• [Stated exercise] Rewrite the entries below as a JSON list of strings, with one string for each line and blank lines left out.

• [Data shown]
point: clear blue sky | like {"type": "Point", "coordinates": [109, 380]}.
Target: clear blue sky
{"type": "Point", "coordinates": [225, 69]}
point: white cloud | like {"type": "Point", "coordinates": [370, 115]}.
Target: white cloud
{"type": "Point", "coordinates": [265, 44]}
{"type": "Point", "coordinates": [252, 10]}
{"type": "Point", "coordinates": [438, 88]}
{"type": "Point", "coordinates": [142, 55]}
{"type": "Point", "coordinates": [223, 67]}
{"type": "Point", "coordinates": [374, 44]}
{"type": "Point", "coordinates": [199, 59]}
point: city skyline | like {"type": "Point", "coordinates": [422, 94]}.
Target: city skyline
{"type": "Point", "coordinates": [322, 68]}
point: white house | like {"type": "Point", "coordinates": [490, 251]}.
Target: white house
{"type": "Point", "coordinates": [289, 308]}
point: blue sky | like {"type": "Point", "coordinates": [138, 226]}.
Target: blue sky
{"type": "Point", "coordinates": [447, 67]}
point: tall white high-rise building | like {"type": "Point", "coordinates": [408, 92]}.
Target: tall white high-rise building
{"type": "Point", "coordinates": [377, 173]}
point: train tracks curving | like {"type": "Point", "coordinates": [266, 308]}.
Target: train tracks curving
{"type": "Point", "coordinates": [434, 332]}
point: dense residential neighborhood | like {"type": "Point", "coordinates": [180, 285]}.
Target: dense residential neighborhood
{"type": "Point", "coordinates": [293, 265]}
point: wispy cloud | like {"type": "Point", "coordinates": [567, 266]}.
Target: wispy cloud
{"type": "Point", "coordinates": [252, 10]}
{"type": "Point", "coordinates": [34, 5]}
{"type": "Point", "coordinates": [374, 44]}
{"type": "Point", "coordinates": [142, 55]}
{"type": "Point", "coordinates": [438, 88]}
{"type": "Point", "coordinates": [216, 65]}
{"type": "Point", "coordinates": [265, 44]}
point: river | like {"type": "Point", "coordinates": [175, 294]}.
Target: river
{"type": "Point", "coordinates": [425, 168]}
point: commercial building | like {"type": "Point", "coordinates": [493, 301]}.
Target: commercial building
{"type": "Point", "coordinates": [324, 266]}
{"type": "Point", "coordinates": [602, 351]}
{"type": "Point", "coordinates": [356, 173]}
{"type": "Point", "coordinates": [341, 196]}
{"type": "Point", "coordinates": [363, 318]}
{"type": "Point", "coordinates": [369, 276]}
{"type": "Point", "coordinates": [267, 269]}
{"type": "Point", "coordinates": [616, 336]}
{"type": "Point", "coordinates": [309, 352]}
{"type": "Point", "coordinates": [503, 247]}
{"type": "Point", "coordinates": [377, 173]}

• [Complete output]
[
  "point: clear blue sky | like {\"type\": \"Point\", \"coordinates\": [109, 380]}.",
  "Target: clear blue sky",
  "{\"type\": \"Point\", \"coordinates\": [225, 69]}",
  "point: white cloud | like {\"type\": \"Point\", \"coordinates\": [370, 115]}.",
  "Target: white cloud",
  "{\"type\": \"Point\", \"coordinates\": [265, 44]}",
  "{\"type\": \"Point\", \"coordinates\": [252, 10]}",
  "{\"type\": \"Point\", \"coordinates\": [438, 88]}",
  "{\"type\": \"Point\", \"coordinates\": [142, 55]}",
  "{\"type\": \"Point\", \"coordinates\": [223, 67]}",
  "{\"type\": \"Point\", \"coordinates\": [374, 44]}",
  "{\"type\": \"Point\", \"coordinates\": [199, 59]}",
  "point: city skyline | like {\"type\": \"Point\", \"coordinates\": [422, 94]}.",
  "Target: city skyline",
  "{\"type\": \"Point\", \"coordinates\": [322, 68]}",
  "point: white house | like {\"type\": \"Point\", \"coordinates\": [490, 251]}.",
  "Target: white house",
  "{\"type\": \"Point\", \"coordinates\": [289, 308]}",
  "point: blue sky | like {\"type\": \"Point\", \"coordinates\": [138, 226]}.",
  "Target: blue sky",
  "{\"type\": \"Point\", \"coordinates\": [447, 67]}",
  "point: tall white high-rise building | like {\"type\": \"Point\", \"coordinates\": [408, 92]}.",
  "Target: tall white high-rise building",
  "{\"type\": \"Point\", \"coordinates\": [377, 173]}",
  "point: train tracks curving | like {\"type\": \"Point\", \"coordinates\": [266, 308]}.",
  "Target: train tracks curving",
  "{\"type\": \"Point\", \"coordinates\": [434, 332]}",
  "point: dense residential neighborhood | like {\"type\": \"Point\", \"coordinates\": [180, 285]}.",
  "Target: dense residential neighborhood",
  "{\"type\": \"Point\", \"coordinates\": [293, 265]}",
  "point: wispy cloud | like {\"type\": \"Point\", \"coordinates\": [567, 266]}.",
  "Target: wispy cloud",
  "{\"type\": \"Point\", \"coordinates\": [252, 10]}",
  "{\"type\": \"Point\", \"coordinates\": [34, 5]}",
  "{\"type\": \"Point\", \"coordinates\": [374, 44]}",
  "{\"type\": \"Point\", \"coordinates\": [142, 55]}",
  "{\"type\": \"Point\", \"coordinates\": [438, 88]}",
  "{\"type\": \"Point\", \"coordinates\": [216, 65]}",
  "{\"type\": \"Point\", \"coordinates\": [265, 44]}",
  "point: river | like {\"type\": \"Point\", \"coordinates\": [175, 294]}.",
  "Target: river",
  "{\"type\": \"Point\", \"coordinates\": [425, 168]}",
  "point: commercial building | like {\"type\": \"Point\", \"coordinates\": [493, 301]}.",
  "Target: commercial building",
  "{\"type\": \"Point\", \"coordinates\": [324, 266]}",
  "{\"type\": \"Point\", \"coordinates\": [602, 351]}",
  "{\"type\": \"Point\", \"coordinates\": [356, 173]}",
  "{\"type\": \"Point\", \"coordinates\": [341, 196]}",
  "{\"type\": \"Point\", \"coordinates\": [363, 318]}",
  "{\"type\": \"Point\", \"coordinates\": [369, 276]}",
  "{\"type\": \"Point\", \"coordinates\": [267, 269]}",
  "{\"type\": \"Point\", \"coordinates\": [616, 336]}",
  "{\"type\": \"Point\", \"coordinates\": [309, 352]}",
  "{\"type\": \"Point\", \"coordinates\": [503, 247]}",
  "{\"type\": \"Point\", \"coordinates\": [377, 173]}"
]